QUOTED PASSAGE:
[start]

Olukohe v Republic [2024] KEHC 11334 (KLR)
Full Case Text
Olukohe v Republic (Criminal Appeal 71 of 2023) [2024] KEHC 11334 (KLR) (30 September 2024) (Judgment)
Neutral citation: [2024] KEHC 11334 (KLR)
Republic of Kenya
In the High Court at Kibera
Criminal Appeal 71 of 2023
DR Kavedza, J
September 30, 2024
Between
Festus Maunya Olukohe
Appellant
and
Republic
Respondent
(Being an appeal against the original conviction and sentence delivered by the Court Martial at Lang’ata Barracks no. 22 of 2021 Republic vs Festus Maunya Olukohe)
Judgment
1. The appellant was charged and after a full trial convicted for the offence of conduct to the prejudice of good order and service discipline contrary to Section 121 of the Kenya Defence Forces Act,2012. The particulars of the offence are that he on 27th December 2019 at about 1325 Hrs received Kshs. 30,000 from Grace Mandere to influence the recruitment of her brother Henry Mandere into the Kenya Defence Forces, an act he knew or ought to have known constitutes an offence. He was sentenced to serve one-year imprisonment to run from the date of his conviction.
2. Being aggrieved, he filed an appeal challenging his conviction and sentence. In his petition of appeal dated 2nd June 2023, he challenged the totality of the prosecution’s evidence against which he was convicted. He maintained that the ingredients of the offence charged were not proved beyond reasonable doubt. He urged the court to quash his conviction and set aside the sentence imposed. The appeal was canvassed by way of written submissions, which have been duly considered.
3. As this is a first appeal, I am required to re-evaluate the evidence tendered in the trial Court and come to an independent conclusion as to whether or not to uphold the convictions and sentences. This task must have regard to the fact that I never saw or heard the witnesses testify (see Okeno vs Republic [1973] EA 32).
4. In the present appeal, the issue for determination by this court is whether the prosecution adduced sufficient evidence to secure the conviction of the appellant on the charges of conduct to the prejudice of good order and service discipline contrary to Section 121 of the Kenya Defence Forces Act preferred against him to the required standard of proof beyond any reasonable doubt.

[end]

EXCERPTED DATA:
[start]

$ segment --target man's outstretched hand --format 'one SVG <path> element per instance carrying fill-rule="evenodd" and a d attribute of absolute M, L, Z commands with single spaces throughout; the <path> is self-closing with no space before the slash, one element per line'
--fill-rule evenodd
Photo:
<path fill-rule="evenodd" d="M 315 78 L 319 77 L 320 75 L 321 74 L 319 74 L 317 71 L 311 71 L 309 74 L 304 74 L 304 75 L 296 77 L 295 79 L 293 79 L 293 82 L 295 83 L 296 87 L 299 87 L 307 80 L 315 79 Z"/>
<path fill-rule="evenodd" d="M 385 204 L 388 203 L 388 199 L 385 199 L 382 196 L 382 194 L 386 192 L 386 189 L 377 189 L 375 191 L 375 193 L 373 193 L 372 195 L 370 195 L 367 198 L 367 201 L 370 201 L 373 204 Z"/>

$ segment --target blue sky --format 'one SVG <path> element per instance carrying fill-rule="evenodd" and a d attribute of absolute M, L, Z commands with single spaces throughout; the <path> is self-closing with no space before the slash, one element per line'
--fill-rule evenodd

[end]

TASK DIRECTIONS: Reproduce the entire Olukohe v Republic judgment excerpt word for word. The lines have nothing to do with this.

SOLUTION:
Olukohe v Republic [2024] KEHC 11334 (KLR)
Full Case Text
Olukohe v Republic (Criminal Appeal 71 of 2023) [2024] KEHC 11334 (KLR) (30 September 2024) (Judgment)
Neutral citation: [2024] KEHC 11334 (KLR)
Republic of Kenya
In the High Court at Kibera
Criminal Appeal 71 of 2023
DR Kavedza, J
September 30, 2024
Between
Festus Maunya Olukohe
Appellant
and
Republic
Respondent
(Being an appeal against the original conviction and sentence delivered by the Court Martial at Lang’ata Barracks no. 22 of 2021 Republic vs Festus Maunya Olukohe)
Judgment
1. The appellant was charged and after a full trial convicted for the offence of conduct to the prejudice of good order and service discipline contrary to Section 121 of the Kenya Defence Forces Act,2012. The particulars of the offence are that he on 27th December 2019 at about 1325 Hrs received Kshs. 30,000 from Grace Mandere to influence the recruitment of her brother Henry Mandere into the Kenya Defence Forces, an act he knew or ought to have known constitutes an offence. He was sentenced to serve one-year imprisonment to run from the date of his conviction.
2. Being aggrieved, he filed an appeal challenging his conviction and sentence. In his petition of appeal dated 2nd June 2023, he challenged the totality of the prosecution’s evidence against which he was convicted. He maintained that the ingredients of the offence charged were not proved beyond reasonable doubt. He urged the court to quash his conviction and set aside the sentence imposed. The appeal was canvassed by way of written submissions, which have been duly considered.
3. As this is a first appeal, I am required to re-evaluate the evidence tendered in the trial Court and come to an independent conclusion as to whether or not to uphold the convictions and sentences. This task must have regard to the fact that I never saw or heard the witnesses testify (see Okeno vs Republic [1973] EA 32).
4. In the present appeal, the issue for determination by this court is whether the prosecution adduced sufficient evidence to secure the conviction of the appellant on the charges of conduct to the prejudice of good order and service discipline contrary to Section 121 of the Kenya Defence Forces Act preferred against him to the required standard of proof beyond any reasonable doubt.